Action item.
From the listing below, set down exactly the lines between the one holding "box: [188, 141, 219, 165]" and the one holding "positive clicks: (322, 177) (321, 164)", inclusive. No other line is wanted.

Data records.
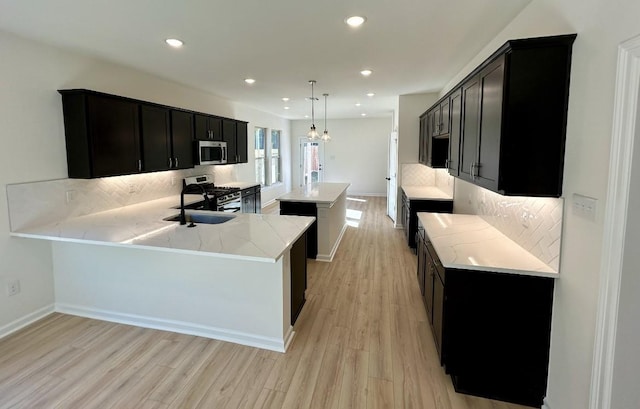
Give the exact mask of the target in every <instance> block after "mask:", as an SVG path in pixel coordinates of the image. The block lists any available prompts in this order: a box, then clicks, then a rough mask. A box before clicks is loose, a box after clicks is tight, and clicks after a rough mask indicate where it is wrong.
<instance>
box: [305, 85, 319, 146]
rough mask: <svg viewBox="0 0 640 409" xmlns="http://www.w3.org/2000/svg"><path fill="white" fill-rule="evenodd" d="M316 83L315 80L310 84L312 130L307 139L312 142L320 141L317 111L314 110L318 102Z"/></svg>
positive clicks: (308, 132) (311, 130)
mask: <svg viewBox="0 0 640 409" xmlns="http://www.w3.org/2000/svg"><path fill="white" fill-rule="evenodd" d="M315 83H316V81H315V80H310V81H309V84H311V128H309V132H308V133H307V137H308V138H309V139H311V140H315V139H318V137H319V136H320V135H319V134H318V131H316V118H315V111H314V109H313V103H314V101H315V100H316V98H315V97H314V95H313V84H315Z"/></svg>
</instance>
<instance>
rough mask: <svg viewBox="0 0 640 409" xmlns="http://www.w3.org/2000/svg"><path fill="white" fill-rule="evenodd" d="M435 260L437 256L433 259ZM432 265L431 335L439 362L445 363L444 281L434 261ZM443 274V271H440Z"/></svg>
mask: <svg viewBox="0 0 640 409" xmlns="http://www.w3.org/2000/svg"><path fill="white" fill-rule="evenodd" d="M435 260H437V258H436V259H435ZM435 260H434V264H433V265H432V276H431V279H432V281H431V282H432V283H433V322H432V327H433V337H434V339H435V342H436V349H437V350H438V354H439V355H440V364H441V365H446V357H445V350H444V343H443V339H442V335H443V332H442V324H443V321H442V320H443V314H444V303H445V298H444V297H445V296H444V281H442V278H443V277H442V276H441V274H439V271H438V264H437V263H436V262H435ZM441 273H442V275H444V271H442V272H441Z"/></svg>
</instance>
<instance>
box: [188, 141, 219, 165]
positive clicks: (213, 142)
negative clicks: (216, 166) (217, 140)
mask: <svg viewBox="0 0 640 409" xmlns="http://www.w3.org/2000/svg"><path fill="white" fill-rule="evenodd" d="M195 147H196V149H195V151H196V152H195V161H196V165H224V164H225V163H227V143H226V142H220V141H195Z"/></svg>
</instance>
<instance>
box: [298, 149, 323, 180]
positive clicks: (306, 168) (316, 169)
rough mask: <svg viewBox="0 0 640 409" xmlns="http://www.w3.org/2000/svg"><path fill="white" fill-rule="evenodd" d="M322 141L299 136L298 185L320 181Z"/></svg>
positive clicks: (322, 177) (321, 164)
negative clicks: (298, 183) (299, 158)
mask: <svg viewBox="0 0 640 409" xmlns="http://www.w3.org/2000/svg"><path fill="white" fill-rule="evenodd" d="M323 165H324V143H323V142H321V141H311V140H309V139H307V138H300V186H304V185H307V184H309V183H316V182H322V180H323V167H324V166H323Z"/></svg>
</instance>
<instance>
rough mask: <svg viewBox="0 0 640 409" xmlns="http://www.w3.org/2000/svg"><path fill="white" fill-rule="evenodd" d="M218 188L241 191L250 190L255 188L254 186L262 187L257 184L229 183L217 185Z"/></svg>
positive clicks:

Output for this exercise.
box: [188, 141, 219, 165]
positive clicks: (213, 142)
negative clicks: (216, 166) (217, 140)
mask: <svg viewBox="0 0 640 409" xmlns="http://www.w3.org/2000/svg"><path fill="white" fill-rule="evenodd" d="M195 147H196V149H195V151H196V152H195V161H196V165H224V164H225V163H227V143H226V142H220V141H195Z"/></svg>
</instance>
<instance>
box: [298, 149, 323, 180]
positive clicks: (306, 168) (316, 169)
rough mask: <svg viewBox="0 0 640 409" xmlns="http://www.w3.org/2000/svg"><path fill="white" fill-rule="evenodd" d="M322 141L299 136L298 185L320 181Z"/></svg>
positive clicks: (322, 177) (321, 164)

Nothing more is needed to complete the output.